Start of Listed records

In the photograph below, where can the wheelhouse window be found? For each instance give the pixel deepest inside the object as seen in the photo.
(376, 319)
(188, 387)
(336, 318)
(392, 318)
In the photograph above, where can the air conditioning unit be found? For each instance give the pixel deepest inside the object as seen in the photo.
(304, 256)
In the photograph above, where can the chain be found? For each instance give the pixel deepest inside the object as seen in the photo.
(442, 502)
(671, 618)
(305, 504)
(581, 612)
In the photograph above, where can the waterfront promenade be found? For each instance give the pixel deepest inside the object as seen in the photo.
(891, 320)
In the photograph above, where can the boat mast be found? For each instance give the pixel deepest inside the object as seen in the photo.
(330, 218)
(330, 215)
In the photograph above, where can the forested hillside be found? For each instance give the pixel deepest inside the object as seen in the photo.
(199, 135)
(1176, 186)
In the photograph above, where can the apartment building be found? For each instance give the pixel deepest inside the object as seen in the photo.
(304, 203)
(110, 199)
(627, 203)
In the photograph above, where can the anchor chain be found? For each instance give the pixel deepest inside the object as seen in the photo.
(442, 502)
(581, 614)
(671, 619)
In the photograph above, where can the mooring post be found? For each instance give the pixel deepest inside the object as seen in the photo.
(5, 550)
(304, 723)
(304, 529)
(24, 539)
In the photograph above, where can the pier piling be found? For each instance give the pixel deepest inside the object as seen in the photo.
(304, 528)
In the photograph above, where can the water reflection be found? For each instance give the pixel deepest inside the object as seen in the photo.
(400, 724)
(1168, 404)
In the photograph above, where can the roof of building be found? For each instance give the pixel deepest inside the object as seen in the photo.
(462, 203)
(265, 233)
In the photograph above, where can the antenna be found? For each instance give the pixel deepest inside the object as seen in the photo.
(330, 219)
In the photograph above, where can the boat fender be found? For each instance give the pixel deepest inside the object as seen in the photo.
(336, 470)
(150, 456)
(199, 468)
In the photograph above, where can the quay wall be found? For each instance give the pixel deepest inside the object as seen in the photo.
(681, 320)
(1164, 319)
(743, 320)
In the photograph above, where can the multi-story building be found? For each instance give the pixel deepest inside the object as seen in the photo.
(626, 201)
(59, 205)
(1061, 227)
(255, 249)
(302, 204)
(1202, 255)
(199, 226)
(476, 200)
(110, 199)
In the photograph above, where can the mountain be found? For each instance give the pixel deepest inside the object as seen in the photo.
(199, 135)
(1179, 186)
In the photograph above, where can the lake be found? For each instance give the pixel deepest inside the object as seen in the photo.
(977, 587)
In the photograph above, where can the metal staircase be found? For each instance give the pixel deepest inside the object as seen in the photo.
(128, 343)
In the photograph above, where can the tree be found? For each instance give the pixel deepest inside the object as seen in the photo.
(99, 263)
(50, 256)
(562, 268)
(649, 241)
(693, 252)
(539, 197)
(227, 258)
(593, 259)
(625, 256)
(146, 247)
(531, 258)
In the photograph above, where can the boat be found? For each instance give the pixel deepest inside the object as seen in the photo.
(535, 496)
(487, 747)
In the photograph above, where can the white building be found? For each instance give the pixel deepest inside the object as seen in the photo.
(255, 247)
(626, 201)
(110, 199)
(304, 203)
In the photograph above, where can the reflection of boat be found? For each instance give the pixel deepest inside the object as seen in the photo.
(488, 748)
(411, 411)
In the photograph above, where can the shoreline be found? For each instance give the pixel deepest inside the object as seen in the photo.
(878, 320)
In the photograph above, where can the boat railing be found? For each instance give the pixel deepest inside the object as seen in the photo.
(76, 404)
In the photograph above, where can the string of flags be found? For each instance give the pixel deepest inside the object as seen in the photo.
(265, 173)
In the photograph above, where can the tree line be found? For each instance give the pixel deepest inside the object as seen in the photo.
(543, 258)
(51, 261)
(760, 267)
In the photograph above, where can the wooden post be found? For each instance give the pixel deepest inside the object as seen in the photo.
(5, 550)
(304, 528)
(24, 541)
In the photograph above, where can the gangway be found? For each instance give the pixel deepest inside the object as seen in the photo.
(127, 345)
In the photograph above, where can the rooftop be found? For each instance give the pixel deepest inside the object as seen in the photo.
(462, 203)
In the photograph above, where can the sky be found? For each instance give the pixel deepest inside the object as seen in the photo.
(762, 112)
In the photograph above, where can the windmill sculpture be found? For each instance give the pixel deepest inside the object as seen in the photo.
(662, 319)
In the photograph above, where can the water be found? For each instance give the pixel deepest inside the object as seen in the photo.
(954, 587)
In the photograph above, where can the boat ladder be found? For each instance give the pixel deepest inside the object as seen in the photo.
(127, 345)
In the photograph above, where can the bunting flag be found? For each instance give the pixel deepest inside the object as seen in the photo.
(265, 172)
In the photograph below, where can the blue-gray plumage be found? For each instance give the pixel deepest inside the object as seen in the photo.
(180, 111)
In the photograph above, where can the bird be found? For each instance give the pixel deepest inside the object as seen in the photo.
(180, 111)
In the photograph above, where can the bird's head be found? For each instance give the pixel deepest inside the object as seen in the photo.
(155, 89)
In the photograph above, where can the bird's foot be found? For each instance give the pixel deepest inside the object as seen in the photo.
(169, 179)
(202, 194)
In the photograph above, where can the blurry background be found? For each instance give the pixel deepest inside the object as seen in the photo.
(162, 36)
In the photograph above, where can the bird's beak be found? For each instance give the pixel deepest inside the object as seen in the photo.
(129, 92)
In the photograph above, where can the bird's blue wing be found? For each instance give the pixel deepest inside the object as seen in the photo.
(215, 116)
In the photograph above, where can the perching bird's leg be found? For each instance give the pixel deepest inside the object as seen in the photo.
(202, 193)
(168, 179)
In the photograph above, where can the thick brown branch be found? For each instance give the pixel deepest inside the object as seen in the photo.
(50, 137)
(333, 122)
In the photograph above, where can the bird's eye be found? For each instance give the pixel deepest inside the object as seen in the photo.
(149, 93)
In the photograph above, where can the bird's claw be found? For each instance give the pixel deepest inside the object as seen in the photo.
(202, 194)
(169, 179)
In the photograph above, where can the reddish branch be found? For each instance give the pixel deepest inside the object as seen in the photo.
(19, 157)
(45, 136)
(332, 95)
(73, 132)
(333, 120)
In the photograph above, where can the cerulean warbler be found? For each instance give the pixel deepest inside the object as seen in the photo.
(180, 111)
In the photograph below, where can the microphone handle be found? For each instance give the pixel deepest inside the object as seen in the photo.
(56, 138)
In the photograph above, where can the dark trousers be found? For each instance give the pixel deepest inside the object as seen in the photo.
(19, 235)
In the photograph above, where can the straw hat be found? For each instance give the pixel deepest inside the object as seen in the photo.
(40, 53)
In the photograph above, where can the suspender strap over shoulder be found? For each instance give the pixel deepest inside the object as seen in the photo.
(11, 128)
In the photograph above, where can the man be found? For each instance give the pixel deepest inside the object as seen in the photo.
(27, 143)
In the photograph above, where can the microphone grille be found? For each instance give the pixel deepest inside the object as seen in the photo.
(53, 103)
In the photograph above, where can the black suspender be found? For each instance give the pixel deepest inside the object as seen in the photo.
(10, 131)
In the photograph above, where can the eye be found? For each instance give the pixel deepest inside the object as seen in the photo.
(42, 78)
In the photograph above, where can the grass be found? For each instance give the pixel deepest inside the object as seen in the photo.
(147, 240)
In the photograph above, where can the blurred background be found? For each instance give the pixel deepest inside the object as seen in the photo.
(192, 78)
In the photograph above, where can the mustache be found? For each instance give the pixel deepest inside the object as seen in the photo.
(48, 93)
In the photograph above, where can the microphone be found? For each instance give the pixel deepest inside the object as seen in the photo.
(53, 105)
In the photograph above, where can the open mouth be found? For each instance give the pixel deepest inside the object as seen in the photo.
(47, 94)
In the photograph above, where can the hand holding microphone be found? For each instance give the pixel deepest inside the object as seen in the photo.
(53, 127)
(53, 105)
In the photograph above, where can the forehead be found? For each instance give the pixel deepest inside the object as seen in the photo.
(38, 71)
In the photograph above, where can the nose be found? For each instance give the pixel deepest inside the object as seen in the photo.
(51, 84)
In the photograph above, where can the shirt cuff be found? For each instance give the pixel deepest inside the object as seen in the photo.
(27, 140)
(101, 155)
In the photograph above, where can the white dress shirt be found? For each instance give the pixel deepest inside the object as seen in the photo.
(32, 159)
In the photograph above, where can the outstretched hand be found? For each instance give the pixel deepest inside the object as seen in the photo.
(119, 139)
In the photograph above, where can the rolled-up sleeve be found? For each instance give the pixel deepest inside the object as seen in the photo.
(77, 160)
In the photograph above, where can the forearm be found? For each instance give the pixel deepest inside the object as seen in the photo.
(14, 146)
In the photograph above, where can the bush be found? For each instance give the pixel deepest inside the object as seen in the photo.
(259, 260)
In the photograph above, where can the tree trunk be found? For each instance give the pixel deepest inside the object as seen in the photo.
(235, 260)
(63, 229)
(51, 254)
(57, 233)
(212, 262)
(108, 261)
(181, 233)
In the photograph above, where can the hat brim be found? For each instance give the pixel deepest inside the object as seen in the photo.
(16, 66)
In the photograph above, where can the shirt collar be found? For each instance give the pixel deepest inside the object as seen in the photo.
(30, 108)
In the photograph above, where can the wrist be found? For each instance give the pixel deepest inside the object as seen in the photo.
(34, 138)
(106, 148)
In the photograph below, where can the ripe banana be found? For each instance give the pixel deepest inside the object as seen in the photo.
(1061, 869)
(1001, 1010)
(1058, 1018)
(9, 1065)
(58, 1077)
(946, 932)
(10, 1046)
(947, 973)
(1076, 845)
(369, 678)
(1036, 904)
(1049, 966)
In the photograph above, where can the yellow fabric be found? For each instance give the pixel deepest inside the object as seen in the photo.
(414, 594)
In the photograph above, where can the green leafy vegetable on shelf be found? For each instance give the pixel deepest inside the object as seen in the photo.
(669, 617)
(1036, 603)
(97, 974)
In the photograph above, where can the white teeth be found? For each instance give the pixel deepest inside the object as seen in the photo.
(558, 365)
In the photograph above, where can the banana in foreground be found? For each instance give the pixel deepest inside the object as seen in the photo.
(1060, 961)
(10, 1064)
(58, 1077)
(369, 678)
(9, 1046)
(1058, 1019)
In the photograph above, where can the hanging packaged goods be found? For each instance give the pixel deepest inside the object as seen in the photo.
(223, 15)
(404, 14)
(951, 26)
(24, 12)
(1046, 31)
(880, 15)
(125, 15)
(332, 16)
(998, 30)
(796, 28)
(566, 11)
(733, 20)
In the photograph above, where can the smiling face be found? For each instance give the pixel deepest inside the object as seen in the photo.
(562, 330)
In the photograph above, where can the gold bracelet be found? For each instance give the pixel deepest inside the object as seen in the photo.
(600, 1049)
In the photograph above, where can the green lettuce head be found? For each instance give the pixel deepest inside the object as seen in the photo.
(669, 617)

End of Listed records

(What to produce) Precisely the line with "In the photograph above, where can the white teeth" and the lines after it, up to the last line of the entries above, are to be reproduced, and nothing more.

(Written answer)
In the photograph above, where can the white teeth be found? For each instance give the pixel deepest inside the object as seen in the photo.
(558, 365)
In the photograph above, where can the banana in foreground be found? For each instance give the pixel deepest inside the object as seen in the photo.
(1060, 961)
(10, 1064)
(58, 1077)
(369, 678)
(9, 1046)
(1058, 1019)
In the photograph above, where can the hanging packaged goods be found? For each instance give the pixel deepest inside the object as seen in the photo.
(223, 15)
(404, 14)
(951, 26)
(24, 12)
(1046, 31)
(880, 15)
(125, 15)
(332, 16)
(998, 30)
(796, 28)
(566, 11)
(733, 20)
In the photograph above, where can the smiling face be found? For each instance give the pixel deepest inside the object as seen in the photo.
(562, 330)
In the photograph above, where can the gold bracelet be found? For each instance give the pixel deepest inside the object as seen in the photo.
(600, 1049)
In the photograph above, where can the green lettuce head be found? For each instance give the pixel deepest inside the object as seen in the photo.
(669, 617)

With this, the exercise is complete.